● GIVEN EXERCISE: Write out exactly the lines below that run from the line containing "form [354, 148]." through the last line of the records.

[Stored entries]
+-------+
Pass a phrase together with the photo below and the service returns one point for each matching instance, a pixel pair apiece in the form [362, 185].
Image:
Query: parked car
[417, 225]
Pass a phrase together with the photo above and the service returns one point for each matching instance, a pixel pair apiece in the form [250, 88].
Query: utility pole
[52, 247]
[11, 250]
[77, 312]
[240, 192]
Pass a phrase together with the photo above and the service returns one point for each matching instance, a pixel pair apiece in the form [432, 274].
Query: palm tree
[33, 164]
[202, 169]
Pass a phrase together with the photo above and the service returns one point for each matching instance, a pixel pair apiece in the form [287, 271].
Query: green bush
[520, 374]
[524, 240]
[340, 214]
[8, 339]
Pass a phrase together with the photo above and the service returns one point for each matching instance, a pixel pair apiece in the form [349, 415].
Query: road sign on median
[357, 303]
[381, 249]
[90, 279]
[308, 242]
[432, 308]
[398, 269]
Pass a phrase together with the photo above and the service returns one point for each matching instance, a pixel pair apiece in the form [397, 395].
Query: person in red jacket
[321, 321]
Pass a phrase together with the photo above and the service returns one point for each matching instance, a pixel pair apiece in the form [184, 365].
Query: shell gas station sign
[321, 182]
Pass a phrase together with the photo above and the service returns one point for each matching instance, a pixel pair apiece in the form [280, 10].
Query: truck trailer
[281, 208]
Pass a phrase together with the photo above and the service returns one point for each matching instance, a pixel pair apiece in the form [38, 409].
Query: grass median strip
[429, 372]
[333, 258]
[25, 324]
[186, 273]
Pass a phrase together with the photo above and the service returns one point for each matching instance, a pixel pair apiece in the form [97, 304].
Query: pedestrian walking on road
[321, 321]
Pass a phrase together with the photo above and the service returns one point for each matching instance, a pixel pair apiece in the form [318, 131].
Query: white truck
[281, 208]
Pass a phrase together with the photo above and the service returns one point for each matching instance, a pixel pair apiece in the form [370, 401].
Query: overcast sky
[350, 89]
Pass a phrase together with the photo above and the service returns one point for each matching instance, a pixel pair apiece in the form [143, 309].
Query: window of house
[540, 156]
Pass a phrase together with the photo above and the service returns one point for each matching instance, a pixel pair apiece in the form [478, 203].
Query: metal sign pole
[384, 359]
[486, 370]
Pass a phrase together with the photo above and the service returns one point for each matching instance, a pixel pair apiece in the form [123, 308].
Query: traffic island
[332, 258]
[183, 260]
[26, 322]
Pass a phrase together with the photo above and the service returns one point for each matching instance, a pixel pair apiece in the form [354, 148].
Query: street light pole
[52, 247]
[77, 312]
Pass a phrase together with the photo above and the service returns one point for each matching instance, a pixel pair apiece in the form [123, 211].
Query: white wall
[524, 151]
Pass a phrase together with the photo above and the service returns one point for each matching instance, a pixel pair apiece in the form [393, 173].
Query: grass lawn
+-------+
● FULL SOLUTION:
Pass a phrase together with the photo above and the service returns one point for each matching instance, a pixel pair apiece in the form [354, 148].
Query: street light pole
[52, 247]
[77, 312]
Pass a phrase together with the photo above and the service returns one point for each matching instance, a pixel pair apiece in the form [123, 211].
Query: white wall
[524, 151]
Pass a phrase together with the photo above and the service returns one point for each matching instance, a pixel pair apiece in the form [393, 173].
Query: grass lawn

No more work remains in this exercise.